_GOAL:_ Put every line of the records below into a JSON list of strings, one string per line, skipping blank lines. Leave the pictures out.

_DATASET EXCERPTS:_
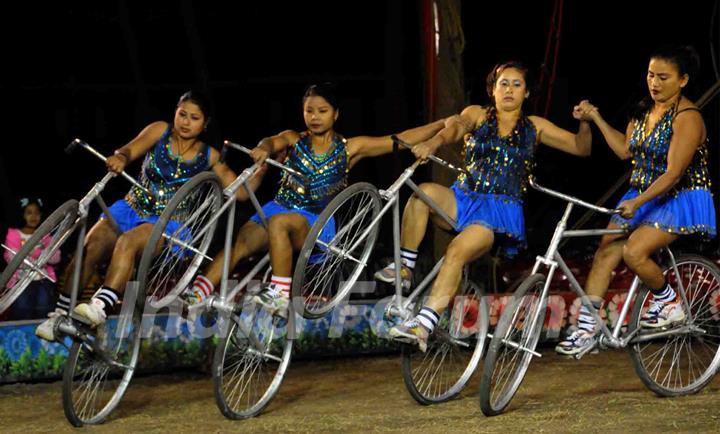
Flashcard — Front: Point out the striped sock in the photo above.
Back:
[400,248,418,270]
[55,294,70,313]
[650,283,677,303]
[193,274,215,302]
[415,306,440,333]
[270,274,292,297]
[578,301,602,334]
[92,285,120,313]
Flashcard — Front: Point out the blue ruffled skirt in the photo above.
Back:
[450,182,527,256]
[610,188,716,238]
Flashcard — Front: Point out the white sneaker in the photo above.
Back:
[640,300,685,328]
[35,307,67,342]
[253,283,290,319]
[555,329,597,356]
[73,298,107,327]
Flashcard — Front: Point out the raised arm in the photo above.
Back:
[573,100,633,160]
[412,105,487,160]
[347,119,445,167]
[619,111,705,218]
[106,121,168,173]
[529,116,592,157]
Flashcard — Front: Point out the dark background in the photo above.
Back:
[0,0,720,255]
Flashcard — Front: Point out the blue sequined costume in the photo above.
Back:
[104,125,210,232]
[451,108,537,256]
[250,133,350,242]
[611,106,716,237]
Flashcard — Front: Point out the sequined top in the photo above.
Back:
[457,108,537,200]
[275,133,350,214]
[629,106,711,195]
[125,126,210,217]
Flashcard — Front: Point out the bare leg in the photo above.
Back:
[425,225,495,314]
[400,183,457,250]
[205,221,268,286]
[622,226,678,290]
[268,213,310,277]
[104,223,153,294]
[585,223,627,303]
[58,219,118,297]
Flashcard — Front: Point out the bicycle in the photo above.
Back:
[480,179,720,416]
[140,141,304,419]
[0,139,158,426]
[292,136,488,405]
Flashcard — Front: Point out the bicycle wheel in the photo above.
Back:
[137,172,222,309]
[212,284,295,420]
[628,255,720,396]
[402,281,489,405]
[62,306,141,427]
[480,274,547,416]
[292,182,381,319]
[0,200,78,313]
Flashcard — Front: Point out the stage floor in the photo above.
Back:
[0,347,720,434]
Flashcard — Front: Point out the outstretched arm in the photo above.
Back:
[412,105,487,160]
[210,148,267,201]
[573,100,633,160]
[347,119,445,167]
[106,121,168,173]
[250,130,300,165]
[530,116,592,157]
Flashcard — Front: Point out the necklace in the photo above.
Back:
[170,137,194,178]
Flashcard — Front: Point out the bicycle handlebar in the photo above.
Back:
[223,140,308,183]
[65,139,155,200]
[390,134,470,176]
[530,176,622,215]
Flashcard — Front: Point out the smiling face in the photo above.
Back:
[493,68,529,111]
[647,58,689,103]
[173,101,206,139]
[23,203,42,229]
[303,95,339,135]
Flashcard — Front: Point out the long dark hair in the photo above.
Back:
[630,44,700,121]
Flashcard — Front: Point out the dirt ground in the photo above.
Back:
[0,348,720,434]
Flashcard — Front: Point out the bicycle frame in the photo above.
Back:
[322,136,465,316]
[47,139,154,338]
[522,178,691,358]
[183,140,305,331]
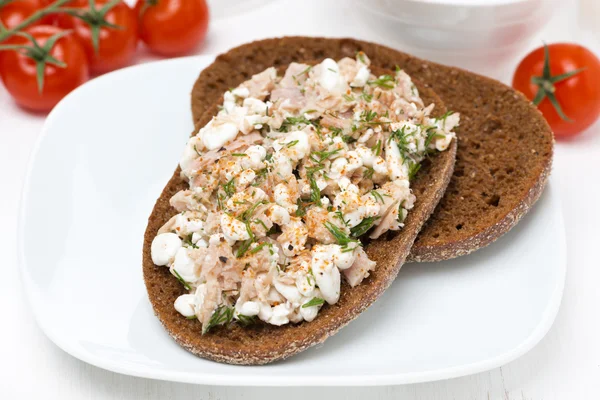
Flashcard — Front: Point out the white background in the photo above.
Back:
[0,0,600,400]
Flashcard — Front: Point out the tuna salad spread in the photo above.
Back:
[151,52,459,333]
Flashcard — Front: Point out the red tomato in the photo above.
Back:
[135,0,208,56]
[0,0,50,29]
[0,25,89,111]
[57,0,137,73]
[512,43,600,138]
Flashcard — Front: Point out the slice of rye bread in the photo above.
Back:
[143,66,457,365]
[192,37,554,261]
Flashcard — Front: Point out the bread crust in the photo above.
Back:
[191,37,554,261]
[143,66,457,365]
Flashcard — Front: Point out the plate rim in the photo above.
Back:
[17,55,567,387]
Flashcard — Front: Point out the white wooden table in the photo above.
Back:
[0,0,600,400]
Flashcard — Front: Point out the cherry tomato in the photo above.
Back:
[57,0,138,73]
[135,0,208,56]
[0,0,50,29]
[512,43,600,138]
[0,25,89,111]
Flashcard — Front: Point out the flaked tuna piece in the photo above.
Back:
[279,63,311,88]
[169,190,201,212]
[306,207,335,244]
[188,132,262,176]
[342,247,377,287]
[271,87,306,111]
[241,67,277,100]
[369,182,415,239]
[321,114,352,130]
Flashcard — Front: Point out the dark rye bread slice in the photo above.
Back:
[192,37,554,261]
[143,66,456,365]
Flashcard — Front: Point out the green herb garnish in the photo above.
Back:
[367,75,396,89]
[369,190,385,203]
[350,217,381,237]
[323,221,357,246]
[360,92,373,103]
[173,268,192,290]
[202,306,233,335]
[371,140,381,157]
[238,314,256,326]
[222,178,235,197]
[302,297,325,308]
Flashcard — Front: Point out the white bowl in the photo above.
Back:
[357,0,556,76]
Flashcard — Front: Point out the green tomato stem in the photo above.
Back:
[0,0,71,43]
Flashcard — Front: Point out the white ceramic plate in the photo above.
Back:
[19,57,566,385]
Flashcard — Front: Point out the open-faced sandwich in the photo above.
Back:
[144,37,553,364]
[144,52,460,364]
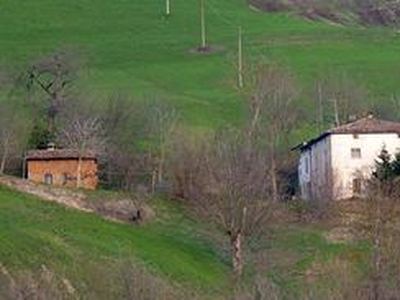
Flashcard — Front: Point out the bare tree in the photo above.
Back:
[0,103,30,174]
[23,52,78,133]
[315,72,368,127]
[58,99,106,188]
[248,64,297,201]
[149,103,177,191]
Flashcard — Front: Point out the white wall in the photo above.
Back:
[299,136,332,200]
[331,133,400,199]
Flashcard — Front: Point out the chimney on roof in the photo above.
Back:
[47,143,56,151]
[349,115,357,122]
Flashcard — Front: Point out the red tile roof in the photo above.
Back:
[26,149,96,160]
[292,116,400,150]
[328,117,400,134]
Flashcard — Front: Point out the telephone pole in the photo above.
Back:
[165,0,171,16]
[238,26,243,89]
[200,0,207,49]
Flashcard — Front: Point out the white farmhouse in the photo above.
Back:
[295,115,400,200]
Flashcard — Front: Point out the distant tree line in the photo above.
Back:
[249,0,400,26]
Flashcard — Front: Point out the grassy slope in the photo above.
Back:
[0,0,400,132]
[0,186,228,299]
[0,186,366,299]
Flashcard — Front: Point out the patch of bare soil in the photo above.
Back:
[0,176,154,223]
[189,45,225,54]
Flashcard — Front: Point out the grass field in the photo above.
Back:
[0,0,400,132]
[0,186,229,299]
[0,186,367,299]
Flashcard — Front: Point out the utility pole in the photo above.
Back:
[332,97,340,126]
[238,26,243,89]
[317,82,324,132]
[165,0,171,17]
[200,0,207,49]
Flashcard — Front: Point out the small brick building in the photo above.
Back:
[26,148,98,189]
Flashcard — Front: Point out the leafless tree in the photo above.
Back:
[248,64,297,201]
[149,103,177,191]
[23,52,78,133]
[172,129,271,276]
[315,72,368,127]
[0,103,30,174]
[58,99,106,188]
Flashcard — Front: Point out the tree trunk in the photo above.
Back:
[372,199,382,300]
[231,232,244,276]
[76,155,82,189]
[0,137,9,174]
[269,142,279,202]
[0,150,7,175]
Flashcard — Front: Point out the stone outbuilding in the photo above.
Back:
[294,115,400,200]
[26,147,98,189]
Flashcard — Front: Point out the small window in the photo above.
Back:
[351,148,361,158]
[44,173,53,185]
[306,157,310,174]
[353,178,361,195]
[61,173,68,185]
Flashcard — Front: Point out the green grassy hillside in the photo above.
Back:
[0,186,229,299]
[0,186,367,299]
[0,0,400,132]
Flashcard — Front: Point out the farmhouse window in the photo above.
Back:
[353,178,361,195]
[44,173,53,184]
[351,148,361,158]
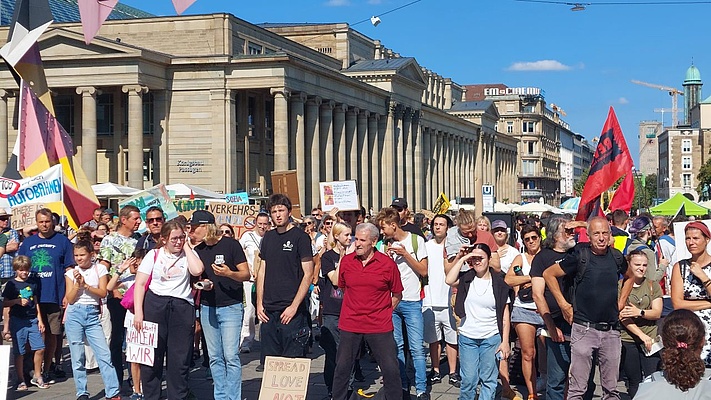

_EXERCISE OUTPUT:_
[
  "Flashcard — Front: Point out the striped sock in the photo above.",
  "Back:",
  "[400,248,418,270]",
  "[55,294,70,313]",
  "[650,283,677,303]",
  "[193,274,215,302]",
  "[415,306,440,333]",
  "[270,274,292,297]",
  "[578,301,602,334]",
  "[92,285,120,313]",
  "Flashcard — Front: Point out the blue ruffled skirt in the photo above.",
  "Back:",
  "[450,182,527,256]",
  "[610,188,716,238]",
  "Flashcard — Front: Point out the white sneaker in the photo above.",
  "Back:",
  "[640,300,685,328]",
  "[35,307,67,342]",
  "[253,283,290,319]",
  "[555,329,597,356]",
  "[73,298,107,327]",
  "Flashcard — Front: Point out the raised arm in the photo above.",
  "Back:",
  "[573,100,633,160]",
  "[412,105,487,160]",
  "[347,119,445,167]",
  "[619,111,705,218]",
  "[106,121,168,173]",
  "[529,116,592,157]",
  "Flashcard — Front: Point out the dark background in the photo above.",
  "Back:",
  "[0,0,720,255]",
  "Flashcard — Front: Point out the blue sequined costume in the photo above.",
  "Back:",
  "[104,125,210,232]",
  "[451,108,537,256]",
  "[250,133,350,242]",
  "[611,106,716,237]",
  "Flashcard — Front: Point out the sequined top in the photo above.",
  "Back:",
  "[457,108,537,200]",
  "[275,133,350,214]",
  "[629,106,711,195]",
  "[125,126,210,217]",
  "Flashcard — Front: Point out the bare leg in the photo above.",
  "Back:",
  "[425,225,495,314]",
  "[400,183,457,250]",
  "[205,221,268,286]",
  "[622,226,678,290]",
  "[268,213,310,277]",
  "[104,223,153,294]",
  "[585,223,627,303]",
  "[58,219,118,297]",
  "Flashcard — Front: Point out the bicycle in the photo above.",
  "Back:",
  "[480,179,720,416]",
  "[140,141,304,419]",
  "[0,139,158,426]",
  "[292,136,488,405]",
  "Flashcard — Front: Point out the bicycle wheel in the photo above.",
  "Back:",
  "[137,172,222,309]",
  "[212,284,295,420]",
  "[628,255,720,396]",
  "[402,281,489,405]",
  "[62,306,141,427]",
  "[480,274,547,416]",
  "[292,182,381,319]",
  "[0,200,78,313]",
  "Flashcard — Front: Point out the stage floor in the photo above.",
  "Back:",
  "[0,347,720,434]",
  "Flashcard — Front: Point out the outstretched arm in the photo above.",
  "Back:",
  "[412,105,487,160]",
  "[210,148,267,201]",
  "[573,100,633,160]",
  "[347,119,445,167]",
  "[106,121,168,173]",
  "[250,130,300,165]",
  "[530,116,592,157]",
  "Flashcard — Front: Point out the necklace in the photo above.",
  "Back:",
  "[170,137,194,178]",
  "Flashcard — Front: Point out the bicycle handlebar in the photo above.",
  "Back:",
  "[223,140,308,183]",
  "[65,139,155,200]",
  "[390,134,470,176]",
  "[530,176,622,215]",
  "Flashcard — Front: Point out the smiling face in the photo above.",
  "Back:",
  "[493,68,529,111]",
  "[647,58,689,103]",
  "[173,101,206,139]",
  "[23,203,42,229]",
  "[303,95,339,135]",
  "Flashcard — Front: Point out the long dark hair in the photo above.",
  "Back:",
  "[630,44,700,121]",
  "Flashcard — Front: Point out the dirt ground in the photo above.",
  "Back:",
  "[0,348,720,434]",
  "Flashcard — Front: Point out the bicycle frame in the photo above.",
  "Back:",
  "[322,136,465,316]",
  "[47,139,154,338]",
  "[522,178,691,358]",
  "[183,140,305,331]",
  "Flashcard — Front: Point out the white background in the photo above.",
  "Back:",
  "[0,0,600,400]",
  "Flashcard — Front: Point out the tuna salad spread in the photo above.",
  "Back:",
  "[151,52,459,333]",
  "Flashcard — Front: Point out the red tomato in the photo above.",
  "Back:",
  "[135,0,208,56]",
  "[0,0,50,29]",
  "[0,25,89,111]",
  "[57,0,137,73]",
  "[512,43,600,138]",
  "Flashcard — Front: Point out the slice of rye bread in the photo above.",
  "Back:",
  "[143,66,457,365]",
  "[192,37,554,261]",
  "Flashcard — Front: Point out the bread crust in the photo above.",
  "Back:",
  "[191,37,554,261]",
  "[143,66,457,365]",
  "Flashcard — Front: Point out the plate rim in the photo above.",
  "Back:",
  "[17,55,567,387]",
  "Flashcard — Front: Point out the white wooden table in the photo above.",
  "Back:",
  "[0,0,600,400]",
  "Flashcard — Front: Point out the cherry tomato in the photo above.",
  "Back:",
  "[57,0,138,73]",
  "[135,0,208,56]",
  "[0,0,50,29]",
  "[512,43,600,138]",
  "[0,25,89,111]",
  "Flashcard — Front: Point out the flaked tuna piece in the photo above.",
  "Back:",
  "[279,63,311,88]",
  "[169,190,201,212]",
  "[306,207,335,244]",
  "[188,132,262,176]",
  "[342,247,377,287]",
  "[271,87,306,111]",
  "[241,67,277,100]",
  "[369,182,415,239]",
  "[321,114,352,130]",
  "Flashcard — Front: Point out the dark rye bread slice in the photo above.",
  "Back:",
  "[192,37,554,261]",
  "[143,66,456,365]",
  "Flashcard — Front: Point out the green herb garnish in the photo above.",
  "Back:",
  "[367,75,396,89]",
  "[369,190,385,203]",
  "[350,217,381,237]",
  "[323,221,357,246]",
  "[360,92,373,103]",
  "[173,268,192,290]",
  "[202,306,233,335]",
  "[371,140,381,157]",
  "[238,314,256,326]",
  "[222,178,235,197]",
  "[302,297,325,308]",
  "Flashcard — Front: Point out the white bowl in the photo above.",
  "Back:",
  "[357,0,556,76]",
  "Flashcard — Front: Point out the green tomato stem in the photo above.",
  "Back:",
  "[0,0,71,43]",
  "Flashcard — Front: Point out the white ceramic plate in the photo above.",
  "Back:",
  "[19,57,566,385]",
  "Flashcard — Front: Point out the open-faced sandwich in the photo above.",
  "Back:",
  "[144,37,553,364]",
  "[144,52,460,364]",
  "Flashcard — Front: Point out the bare tree in the photo above.",
  "Back:",
  "[0,103,30,174]",
  "[23,52,78,133]",
  "[315,72,368,127]",
  "[58,99,106,188]",
  "[248,64,297,201]",
  "[149,103,177,191]",
  "Flashcard — Front: Point out the white wall in the photo above.",
  "Back:",
  "[299,136,332,200]",
  "[331,133,400,199]",
  "Flashcard — Front: Point out the chimney on roof in the photo above.",
  "Back:",
  "[47,143,56,151]",
  "[349,115,357,122]",
  "Flashcard — Front: Point out the red tile roof in the photo above.",
  "Back:",
  "[26,149,96,160]",
  "[292,116,400,150]",
  "[328,117,400,134]",
  "Flashcard — Front: Point out the telephone pole in the photo above.",
  "Back:",
  "[165,0,171,16]",
  "[238,26,243,89]",
  "[200,0,207,49]",
  "Flashcard — Front: Point out the white farmhouse in the photo above.",
  "Back:",
  "[295,115,400,200]",
  "Flashcard — Front: Point out the distant tree line in the photo above.",
  "Back:",
  "[249,0,400,26]",
  "Flashcard — Front: Point out the grassy slope in the photo above.",
  "Back:",
  "[0,0,400,132]",
  "[0,186,228,299]",
  "[0,186,366,299]",
  "Flashcard — Front: Point out the patch of bare soil in the photo above.",
  "Back:",
  "[0,176,154,223]",
  "[189,45,225,54]",
  "Flashcard — Front: Point out the grass field in the photo above.",
  "Back:",
  "[0,0,400,132]",
  "[0,186,229,299]",
  "[0,186,367,299]",
  "Flashcard — Front: Point out the utility pole in the photo above.",
  "Back:",
  "[332,97,340,126]",
  "[238,26,243,89]",
  "[317,82,324,132]",
  "[165,0,171,17]",
  "[200,0,207,49]",
  "Flashcard — Front: Point out the small brick building in the photo above.",
  "Back:",
  "[26,148,98,189]",
  "Flashcard — Front: Point out the leafless tree in the photo above.",
  "Back:",
  "[248,64,297,201]",
  "[149,103,177,191]",
  "[23,52,78,133]",
  "[172,129,271,276]",
  "[315,72,368,127]",
  "[0,103,30,174]",
  "[58,99,106,188]",
  "Flashcard — Front: Point out the tree trunk in the photo above.",
  "Back:",
  "[372,199,382,300]",
  "[231,232,244,276]",
  "[76,155,82,189]",
  "[0,137,9,174]",
  "[269,142,279,202]",
  "[0,150,7,175]",
  "Flashcard — Front: Point out the stone outbuilding in the photo above.",
  "Back:",
  "[294,115,400,200]",
  "[26,147,98,189]",
  "Flashcard — Front: Point out the small window in the photo above.",
  "Back:",
  "[351,148,361,158]",
  "[44,173,53,185]",
  "[306,157,310,174]",
  "[353,178,361,195]",
  "[61,173,68,185]",
  "Flashcard — Front: Point out the green grassy hillside in the photo above.",
  "Back:",
  "[0,186,229,299]",
  "[0,186,367,299]",
  "[0,0,400,132]",
  "Flashcard — Front: Point out the farmhouse window in the photo above.",
  "Back:",
  "[353,178,361,195]",
  "[44,173,53,184]",
  "[351,148,361,158]"
]